Task details.
Look through the data below for the line with "indicate the frog's eye, one dot per instance", and transcribe it exactly together with each line after it up to and including the line with "indicate the sunlit". Give nothing else.

Task input START

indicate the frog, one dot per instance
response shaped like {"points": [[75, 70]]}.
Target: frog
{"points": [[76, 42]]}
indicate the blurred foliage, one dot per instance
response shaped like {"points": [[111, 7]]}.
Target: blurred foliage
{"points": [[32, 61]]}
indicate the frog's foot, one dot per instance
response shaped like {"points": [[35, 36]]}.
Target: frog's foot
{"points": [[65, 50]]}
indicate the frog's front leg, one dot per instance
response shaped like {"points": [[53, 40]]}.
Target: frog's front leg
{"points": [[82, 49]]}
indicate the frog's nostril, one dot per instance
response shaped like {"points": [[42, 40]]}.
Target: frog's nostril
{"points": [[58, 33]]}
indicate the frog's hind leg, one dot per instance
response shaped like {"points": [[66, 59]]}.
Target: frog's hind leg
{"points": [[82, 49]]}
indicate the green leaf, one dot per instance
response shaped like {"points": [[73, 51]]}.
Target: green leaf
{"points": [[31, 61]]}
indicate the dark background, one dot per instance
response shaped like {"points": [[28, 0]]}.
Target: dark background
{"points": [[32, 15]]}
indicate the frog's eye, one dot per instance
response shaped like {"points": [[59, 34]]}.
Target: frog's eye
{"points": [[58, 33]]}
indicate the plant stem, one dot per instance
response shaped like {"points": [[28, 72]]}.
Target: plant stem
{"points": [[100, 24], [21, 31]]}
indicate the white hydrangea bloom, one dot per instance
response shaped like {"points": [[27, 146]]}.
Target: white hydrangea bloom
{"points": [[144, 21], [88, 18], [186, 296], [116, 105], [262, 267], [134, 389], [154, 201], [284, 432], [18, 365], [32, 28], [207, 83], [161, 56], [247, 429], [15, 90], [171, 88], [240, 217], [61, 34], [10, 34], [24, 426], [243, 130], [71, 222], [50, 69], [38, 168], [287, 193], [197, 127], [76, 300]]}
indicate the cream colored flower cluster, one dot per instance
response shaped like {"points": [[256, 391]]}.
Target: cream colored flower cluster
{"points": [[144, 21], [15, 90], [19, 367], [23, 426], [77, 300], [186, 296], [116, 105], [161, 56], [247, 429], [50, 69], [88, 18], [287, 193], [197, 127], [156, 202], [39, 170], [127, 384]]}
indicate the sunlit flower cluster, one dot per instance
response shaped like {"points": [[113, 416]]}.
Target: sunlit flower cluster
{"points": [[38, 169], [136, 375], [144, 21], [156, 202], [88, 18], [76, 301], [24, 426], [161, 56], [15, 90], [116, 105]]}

Task input END
Task input START

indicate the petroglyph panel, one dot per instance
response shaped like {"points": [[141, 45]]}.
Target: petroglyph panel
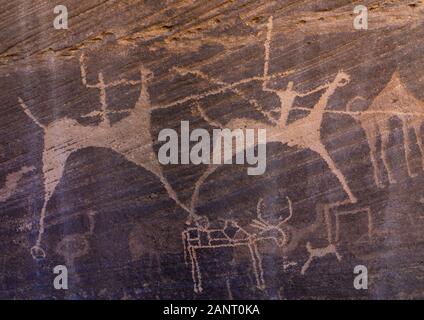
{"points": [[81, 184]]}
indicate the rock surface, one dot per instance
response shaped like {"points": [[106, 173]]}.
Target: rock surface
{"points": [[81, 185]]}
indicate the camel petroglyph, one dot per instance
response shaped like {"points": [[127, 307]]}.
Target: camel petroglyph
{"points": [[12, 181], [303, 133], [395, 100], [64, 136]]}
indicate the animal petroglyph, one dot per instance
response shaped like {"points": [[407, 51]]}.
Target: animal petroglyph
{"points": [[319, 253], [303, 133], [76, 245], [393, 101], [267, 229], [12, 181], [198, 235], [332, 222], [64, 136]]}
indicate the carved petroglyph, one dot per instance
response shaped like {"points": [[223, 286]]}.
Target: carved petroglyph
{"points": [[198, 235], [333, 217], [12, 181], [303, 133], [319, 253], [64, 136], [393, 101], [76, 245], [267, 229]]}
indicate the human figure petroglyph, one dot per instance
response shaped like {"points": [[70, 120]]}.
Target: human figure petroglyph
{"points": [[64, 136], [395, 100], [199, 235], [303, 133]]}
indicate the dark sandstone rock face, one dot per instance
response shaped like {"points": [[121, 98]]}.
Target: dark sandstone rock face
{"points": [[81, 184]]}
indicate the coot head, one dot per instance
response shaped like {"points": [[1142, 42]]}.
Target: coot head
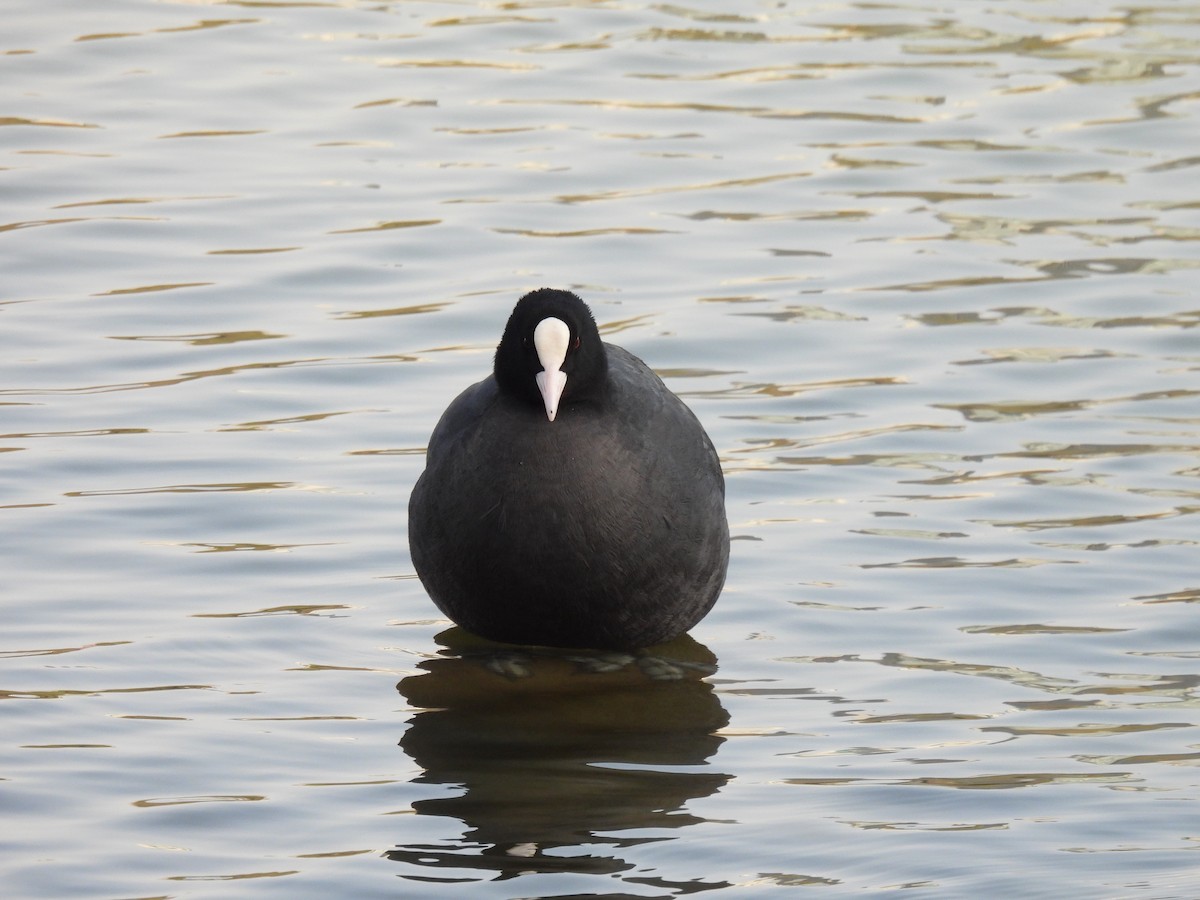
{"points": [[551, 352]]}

Task input END

Expected answer.
indicate the frog's eye, one dot per instance
response shaped like {"points": [[59, 34]]}.
Target: frog's eye
{"points": [[58, 33]]}
indicate the plant stem, one dot per instance
response shaped like {"points": [[28, 72]]}.
Target: plant stem
{"points": [[100, 24], [21, 31]]}
indicate the white hydrangea bloom, one dot per instance
response shaped like {"points": [[27, 146]]}.
Target: white hydrangea bloom
{"points": [[144, 21], [88, 18], [186, 296], [116, 105], [262, 267], [134, 389], [154, 201], [284, 432], [18, 365], [32, 28], [207, 83], [161, 56], [247, 429], [15, 90], [171, 88], [240, 217], [61, 34], [10, 34], [24, 426], [243, 130], [71, 222], [50, 69], [38, 168], [287, 193], [197, 127], [76, 300]]}
indicate the cream colored flower cluster, one dot per instance
response shaped like {"points": [[256, 391]]}.
Target: cream colored flower cluster
{"points": [[144, 21], [15, 90], [19, 367], [23, 426], [77, 300], [186, 296], [116, 105], [161, 56], [247, 429], [50, 69], [88, 18], [287, 193], [197, 127], [156, 202], [39, 170], [127, 384]]}
indicate the sunlit flower cluster, one dot per instance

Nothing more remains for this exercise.